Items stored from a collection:
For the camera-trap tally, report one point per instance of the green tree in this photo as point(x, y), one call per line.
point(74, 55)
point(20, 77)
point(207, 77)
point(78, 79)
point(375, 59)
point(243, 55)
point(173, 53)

● Given exercise: Please rewrite every row above as a two-column CSV whose header line is text,answer. Give one line per row, with the row's text and its answer each in a single quoted field and line breaks turned into spaces.

● Problem solution:
text,answer
"For the camera-trap tally, report one point per instance of the green tree in this photo as point(x, y), one call per line.","point(74, 55) point(20, 77) point(207, 77) point(78, 79) point(375, 59) point(243, 55) point(173, 53)"